Seite ->
::::::::::
# Drehzahl der Lüfter!



## kleines-Dummerle (2. Februar 2011)

*Drehzahl der Lüfter!*

Hallo,

ich besitze ein Asus P8P67 PRO. Sowie ein 2600 K , ein Scythe Mugen 2 Rev B und die restlichen gehäuselüfter vom Gehäuse Silverstone Raven.

Diese drehen sich unglaublich langsam. Ich habe zwar im UEFI auf mindestens 600RPM gestellt aber Hardwaremonitor zeigte mir sowas wie 25 rpm! 

Wie kann ich die einstellen dass die genau bei 700rpm  oder viel mehr  so drehen ? 

Ich habe ja im EFI eingestellt min 600rpm. Wenn ich starte  drehen sich die Lüfter sehr schnell doch wenn Windows gestartet wird werden diese sehr sehr langsam ! 


MfG


----------



## kleines-Dummerle (2. Februar 2011)

*AW: Drehzahl der Lüfter!*

Hta keiner ne Antwort ?


----------



## Z1nC-Mods (2. Februar 2011)

*AW: Drehzahl der Lüfter!*

haha ^^ .. doch

also als erstes kannst du die RPM deines CPU-Lüfters im BIOS umstellen !!
Dazu musst du beim Start des PCs die "entf.-Taste" gedrückt halten ... dann kannst du je nach Mainboard (bei mir im BIOS-Unterordner PC Health) auf Maximale Power geben oder halt Temperaturbedingt !!

Ansonsten könnte man noch die Lüfter der Grafikkarte per MSI Afterburner hochdrehen !!
... die Gehäuselüfter könnte man soweit ich weiß nur mit einer Lüftersteuerung umstellen !!

MFG Olching_Zocker


----------



## kleines-Dummerle (2. Februar 2011)

*AW: Drehzahl der Lüfter!*

Naja ich habe schon im EFI /  BIOS den CPU Lüfter auf Turbo gestellt aber wenn WIndows geladen wird werden die wieder sehr sehr langsam!


----------



## Z1nC-Mods (2. Februar 2011)

*AW: Drehzahl der Lüfter!*

hast dus auch gespeichert ... ??
ich kann mir nicht vorstellen, dass da an Windows liegt !!


----------



## kleines-Dummerle (2. Februar 2011)
::::::::::
Gesammelte Daten ->

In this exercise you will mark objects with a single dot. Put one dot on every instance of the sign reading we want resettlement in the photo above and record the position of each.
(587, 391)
::::::::::
Aufgabenstellung ->
Kopiere aus dem Forenthread zur Lüfterdrehzahl wortgetreu den Abschnitt von „Hta keiner ne“ bis „BIOS umstellen !!“. Die Auflistung wird hier nicht gebraucht.

Musterlösung ->
Hta keiner ne Antwort ?


----------



## Z1nC-Mods (2. Februar 2011)

*AW: Drehzahl der Lüfter!*

haha ^^ .. doch

also als erstes kannst du die RPM deines CPU-Lüfters im BIOS umstellen !!